_Directions_: Produce an exact copy of all the records.

*** Exercise inputs

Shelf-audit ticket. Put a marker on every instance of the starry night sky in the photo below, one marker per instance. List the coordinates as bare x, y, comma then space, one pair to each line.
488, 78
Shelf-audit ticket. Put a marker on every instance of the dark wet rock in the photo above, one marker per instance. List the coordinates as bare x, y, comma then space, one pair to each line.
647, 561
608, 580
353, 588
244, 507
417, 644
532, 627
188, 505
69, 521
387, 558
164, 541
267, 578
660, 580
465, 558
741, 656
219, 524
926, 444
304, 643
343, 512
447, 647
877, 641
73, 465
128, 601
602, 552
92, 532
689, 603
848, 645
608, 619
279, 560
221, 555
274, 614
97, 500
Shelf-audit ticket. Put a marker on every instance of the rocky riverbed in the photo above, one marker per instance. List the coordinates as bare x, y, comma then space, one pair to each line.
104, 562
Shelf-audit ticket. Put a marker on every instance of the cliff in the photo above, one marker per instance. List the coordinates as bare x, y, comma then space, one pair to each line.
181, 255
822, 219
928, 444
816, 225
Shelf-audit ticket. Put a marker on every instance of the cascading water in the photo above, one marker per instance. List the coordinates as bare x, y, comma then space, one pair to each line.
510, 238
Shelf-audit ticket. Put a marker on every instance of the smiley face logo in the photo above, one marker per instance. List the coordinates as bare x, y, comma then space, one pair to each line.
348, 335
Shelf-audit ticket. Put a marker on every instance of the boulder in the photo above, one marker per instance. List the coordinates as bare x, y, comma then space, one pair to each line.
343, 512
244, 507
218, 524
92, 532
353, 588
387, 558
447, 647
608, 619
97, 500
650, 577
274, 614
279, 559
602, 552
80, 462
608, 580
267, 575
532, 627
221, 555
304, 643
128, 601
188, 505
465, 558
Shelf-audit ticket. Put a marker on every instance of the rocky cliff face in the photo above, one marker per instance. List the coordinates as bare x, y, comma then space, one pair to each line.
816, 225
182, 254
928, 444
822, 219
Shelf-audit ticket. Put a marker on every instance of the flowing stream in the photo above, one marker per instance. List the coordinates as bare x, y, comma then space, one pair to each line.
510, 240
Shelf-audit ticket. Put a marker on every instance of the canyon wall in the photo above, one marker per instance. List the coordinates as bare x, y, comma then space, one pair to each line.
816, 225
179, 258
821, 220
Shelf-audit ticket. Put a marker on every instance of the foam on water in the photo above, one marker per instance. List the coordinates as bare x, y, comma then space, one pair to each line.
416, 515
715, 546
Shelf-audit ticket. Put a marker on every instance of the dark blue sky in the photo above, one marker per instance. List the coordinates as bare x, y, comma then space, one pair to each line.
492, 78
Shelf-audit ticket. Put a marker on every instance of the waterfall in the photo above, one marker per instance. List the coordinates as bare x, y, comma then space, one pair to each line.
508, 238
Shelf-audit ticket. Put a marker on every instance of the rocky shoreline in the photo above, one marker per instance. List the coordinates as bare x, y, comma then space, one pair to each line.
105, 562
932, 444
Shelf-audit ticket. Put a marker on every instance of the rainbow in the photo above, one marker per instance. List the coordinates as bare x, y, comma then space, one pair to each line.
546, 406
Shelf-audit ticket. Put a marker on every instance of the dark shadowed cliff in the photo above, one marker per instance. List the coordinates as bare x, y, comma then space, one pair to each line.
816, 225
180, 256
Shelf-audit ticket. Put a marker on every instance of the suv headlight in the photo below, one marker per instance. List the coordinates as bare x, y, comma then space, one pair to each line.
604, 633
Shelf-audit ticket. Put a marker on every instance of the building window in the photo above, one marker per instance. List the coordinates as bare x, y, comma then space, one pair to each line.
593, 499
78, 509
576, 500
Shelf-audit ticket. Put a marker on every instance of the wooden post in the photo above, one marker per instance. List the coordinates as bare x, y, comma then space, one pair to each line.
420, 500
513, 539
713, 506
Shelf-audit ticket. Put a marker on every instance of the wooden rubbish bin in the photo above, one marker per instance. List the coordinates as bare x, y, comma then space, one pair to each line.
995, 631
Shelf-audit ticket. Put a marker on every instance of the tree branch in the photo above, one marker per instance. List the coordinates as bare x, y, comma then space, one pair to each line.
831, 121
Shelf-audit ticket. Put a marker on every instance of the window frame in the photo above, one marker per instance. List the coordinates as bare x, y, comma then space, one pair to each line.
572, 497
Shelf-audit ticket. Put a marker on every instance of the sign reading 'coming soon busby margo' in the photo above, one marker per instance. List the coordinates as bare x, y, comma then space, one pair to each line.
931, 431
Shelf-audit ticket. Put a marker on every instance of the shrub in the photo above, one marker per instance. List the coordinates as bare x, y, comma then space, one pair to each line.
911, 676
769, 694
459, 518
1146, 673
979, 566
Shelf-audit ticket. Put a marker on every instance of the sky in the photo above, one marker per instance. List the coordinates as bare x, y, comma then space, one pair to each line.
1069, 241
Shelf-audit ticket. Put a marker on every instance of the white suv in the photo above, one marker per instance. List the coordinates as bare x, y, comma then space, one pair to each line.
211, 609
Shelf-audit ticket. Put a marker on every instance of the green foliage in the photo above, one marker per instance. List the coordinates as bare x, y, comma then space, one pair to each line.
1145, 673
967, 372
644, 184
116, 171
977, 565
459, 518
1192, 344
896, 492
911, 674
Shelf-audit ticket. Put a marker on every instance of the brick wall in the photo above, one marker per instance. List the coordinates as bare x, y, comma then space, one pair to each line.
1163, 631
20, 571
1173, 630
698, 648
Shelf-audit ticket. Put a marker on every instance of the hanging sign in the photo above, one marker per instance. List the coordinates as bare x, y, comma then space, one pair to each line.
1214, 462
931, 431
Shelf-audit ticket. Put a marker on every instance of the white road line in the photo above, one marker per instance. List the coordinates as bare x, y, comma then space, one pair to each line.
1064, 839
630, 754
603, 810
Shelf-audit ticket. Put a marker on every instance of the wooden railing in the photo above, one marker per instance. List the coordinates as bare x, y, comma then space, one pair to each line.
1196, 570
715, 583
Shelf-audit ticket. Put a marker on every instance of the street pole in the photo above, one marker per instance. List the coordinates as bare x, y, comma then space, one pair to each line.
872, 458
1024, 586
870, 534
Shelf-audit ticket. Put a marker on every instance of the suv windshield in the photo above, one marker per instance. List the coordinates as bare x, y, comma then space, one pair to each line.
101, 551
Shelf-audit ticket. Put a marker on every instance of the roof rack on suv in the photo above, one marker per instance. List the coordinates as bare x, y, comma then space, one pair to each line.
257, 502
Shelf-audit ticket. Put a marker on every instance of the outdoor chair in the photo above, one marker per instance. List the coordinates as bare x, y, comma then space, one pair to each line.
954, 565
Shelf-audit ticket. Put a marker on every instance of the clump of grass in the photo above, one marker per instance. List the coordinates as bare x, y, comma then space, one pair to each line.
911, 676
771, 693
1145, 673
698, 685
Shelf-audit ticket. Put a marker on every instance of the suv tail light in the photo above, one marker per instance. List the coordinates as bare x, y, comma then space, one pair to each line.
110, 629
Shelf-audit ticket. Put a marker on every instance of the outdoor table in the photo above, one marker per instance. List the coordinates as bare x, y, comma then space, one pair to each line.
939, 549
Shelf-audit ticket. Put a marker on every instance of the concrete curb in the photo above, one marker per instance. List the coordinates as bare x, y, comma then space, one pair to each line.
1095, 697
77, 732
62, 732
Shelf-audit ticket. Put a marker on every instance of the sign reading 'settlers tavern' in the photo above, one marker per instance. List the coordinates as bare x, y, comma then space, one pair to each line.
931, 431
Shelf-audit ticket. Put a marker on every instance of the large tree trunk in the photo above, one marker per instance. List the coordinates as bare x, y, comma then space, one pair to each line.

******

_Solution to the exercise_:
Shelf-audit ticket. Put a marker on every instance of the starry night sky in the photo below, one marker per instance. List the coordinates as bare x, y, comma then space, one pair to each line.
488, 78
Shelf-audit ticket. Put a marker on every instance of the dark wet rock in the photo above, one marker per instance. List the coordinates as bare x, y, comma then space, one pair to each line.
647, 561
608, 580
353, 588
244, 507
417, 644
532, 627
188, 505
69, 521
387, 558
164, 541
267, 578
660, 580
465, 558
741, 656
219, 524
926, 444
304, 643
343, 512
447, 647
877, 641
73, 465
128, 601
602, 552
92, 532
689, 603
848, 645
608, 619
279, 560
221, 555
274, 614
97, 500
Shelf-audit ticket. Put a marker on every instance of the rocky riverbed in the photo above, one marker per instance. List the coordinates as bare x, y, comma then space, one pair to each line.
104, 562
Shelf-audit ticket. Put a marker on every instance of the cliff in the photo above, one marker per instance. List the coordinates as bare x, y, comma then space, one pair to each line.
181, 255
822, 219
928, 444
816, 225
Shelf-audit ticket. Put a marker on every instance of the cascading water in the photo above, one marker per instance. List the coordinates as bare x, y, comma then space, one pair to each line.
510, 238
Shelf-audit ticket. Put a marker on every instance of the smiley face logo in the photo above, one marker per instance. List the coordinates as bare x, y, comma then space, one pair to each line.
348, 335
Shelf-audit ticket. Put a marker on every instance of the boulder in the photo above, one marker per instance. List the coordinates as bare x, y, comma then space, one pair to each line.
343, 512
244, 507
218, 524
92, 532
353, 588
387, 558
447, 647
608, 619
97, 500
650, 577
274, 614
279, 559
602, 552
80, 462
608, 580
267, 575
532, 627
221, 555
304, 643
128, 601
188, 505
465, 558
Shelf-audit ticket. Put a marker on every instance of the rocky cliff face in the photo above, one marker per instance. List the coordinates as bare x, y, comma then space, one pair to each line.
816, 225
182, 254
928, 444
822, 219
Shelf-audit ticket. Put a marker on every instance of the flowing stream in the photo above, one marker per instance. List the coordinates as bare x, y, comma then space, one pair to each line.
510, 240
Shelf-audit ticket. Put a marker on every instance of the canyon wall in the photo above, one marker per instance. List the coordinates as bare x, y, comma then space, one pair to each line.
816, 225
179, 258
821, 220
Shelf-audit ticket. Put a marker on every instance of the foam on water in the photo above, one marker per instance. List the coordinates as bare x, y, comma then space, one pair to each line.
416, 515
715, 546
Shelf-audit ticket. Put a marker on every instance of the dark blue sky in the photo above, one marker per instance. List the coordinates as bare x, y, comma then space, one pair to each line.
492, 78
Shelf-audit ticket. Put a marker on every instance of the waterfall in the photo above, one marker per instance. List the coordinates as bare x, y, comma then space, one pair to each line.
508, 238
Shelf-audit ticket. Put a marker on every instance of the rocky shoreline in the photo above, one marker per instance. List the coordinates as bare x, y, comma then space, one pair to each line.
105, 562
932, 444
Shelf-audit ticket. Put a marker on every instance of the rainbow in the photo above, one marker per instance. List the coordinates as bare x, y, comma then space, one pair to each line.
546, 406
Shelf-audit ticket. Put a marker on every instance of the dark shadowed cliff in the photo above, one marker per instance. List the coordinates as bare x, y, comma then space, one pair to each line.
816, 225
180, 256
Shelf-audit ticket. Put a marker on every instance of the suv headlight in the photo below, one marker per instance. List the coordinates as bare x, y, comma then space, one pair to each line.
604, 633
Shelf-audit ticket. Put a marker on every instance of the building window in the photo above, one marker per instance. List the coordinates as bare x, y, comma then space, one pair to each line.
593, 499
78, 509
576, 500
Shelf-audit ticket. Put a marker on every instance of the wooden post in the photo above, one marker per instance. List the coordinates as bare x, y, comma then space, one pair to each line.
420, 500
513, 539
713, 506
Shelf-audit ticket. Put a marker on every instance of the wooden rubbish bin in the photo above, one marker per instance. List the coordinates as bare x, y, comma then space, one pair to each line.
995, 631
Shelf-audit ticket. Put a marker on every instance of the tree branch in the photo above, one marker per instance. List the coordinates as bare x, y, comma then space, one pair to each line.
831, 121
Shelf-audit ticket. Put a marker on every instance of the window frame in the photo above, one marker per instance. List the coordinates as bare x, y, comma then space, one pair to each line.
572, 497
Shelf-audit ticket. Put a marker on every instance of the sign reading 'coming soon busby margo' in the photo above, one marker per instance. List the coordinates as bare x, y, comma then space, one pair to each line.
931, 431
Shelf-audit ticket. Put a marker on every instance of the shrub in the photo above, one marker per instance. List the coordinates as bare x, y, comma then space, one pair to each line.
911, 676
769, 694
459, 518
1146, 673
979, 566
Shelf-audit ticket. Put a marker on every instance of the sky in the photo above, one marker per instance. List the coordinates as bare x, y, comma then space, one pair to each line.
1069, 241
Shelf-audit ticket. Put a marker on every instance of the white suv in the photo above, one marker per instance. List the coordinates as bare x, y, comma then space, one pair to each line.
211, 609
Shelf-audit ticket. Put a marker on every instance of the green foliage in the photo above, one marker per instance. List the coordinates as bare x, y, comma then space, one pair to each line.
1145, 673
967, 372
644, 184
116, 171
977, 565
459, 518
1192, 344
896, 492
911, 674
Shelf-audit ticket. Put a marker on every instance of the brick wall in the photo above, one marker per instance. List the coordinates as bare x, y, comma then space, one pair to each line.
1163, 631
20, 571
1173, 630
698, 648
Shelf-audit ticket. Put a marker on every instance of the hanging sign in the photo above, one marker per instance. List the coordinates as bare x, y, comma then space, one pair to each line.
1214, 462
931, 431
Shelf-audit ticket. Put a marker on every instance of the white road line in the photo above, one marker per instance. List the coordinates as bare x, y, comma then space, one pair to each line.
1064, 839
630, 754
603, 810
Shelf-audit ticket. Put a marker on every instance of the wooden railing in the photo above, one marker per instance. List the coordinates as bare x, y, comma then space, one pair to each line.
1196, 570
715, 583
Shelf-audit ticket. Put a marker on every instance of the street pole in the photo above, one marker per instance. List the coordinates as bare x, y, comma then space, one pair to each line.
872, 458
1024, 586
870, 534
Shelf-audit ticket. Put a marker on every instance of the suv windshield in the photo above, one marker per instance. List the coordinates as bare x, y, comma then space, one pair to each line.
101, 551
Shelf-audit ticket. Put a marker on every instance of the roof rack on suv in the photo above, one marker per instance. List the coordinates as bare x, y, comma then space, one pair to each line.
257, 502
Shelf-audit ticket. Put a marker on every instance of the outdoor chair in the photo above, one marker per instance. List the coordinates as bare x, y, comma then space, one pair to each line.
954, 565
Shelf-audit ticket. Put a marker on every instance of the clump of grass in the photo above, one marker per instance. List the coordinates as bare x, y, comma then space, one pair to each line.
911, 676
771, 693
1145, 673
698, 685
Shelf-audit ticket. Put a marker on every instance of the suv tail light in the photo above, one marker per instance. List the coordinates as bare x, y, comma then space, one pair to each line.
110, 629
Shelf-audit ticket. Put a marker on every instance of the outdoor table in the photo above, one marker per instance. List the coordinates as bare x, y, comma then space, one pair to each line.
939, 549
Shelf-audit ticket. Put a marker on every instance of the concrete curb in the photo above, one marker per instance. List the coordinates as bare x, y, comma then space, one pair to each line.
1095, 697
77, 732
62, 732
Shelf-audit ticket. Put a marker on every instance of the sign reading 'settlers tavern' in the photo above, one marker per instance. List the coordinates as bare x, y, comma then space, one pair to each line.
931, 431
Shelf-audit ticket. Put a marker on every instance of the large tree trunk in the photo above, one marker per instance. List the coordinates as bare x, y, comma then space, one pair to each line.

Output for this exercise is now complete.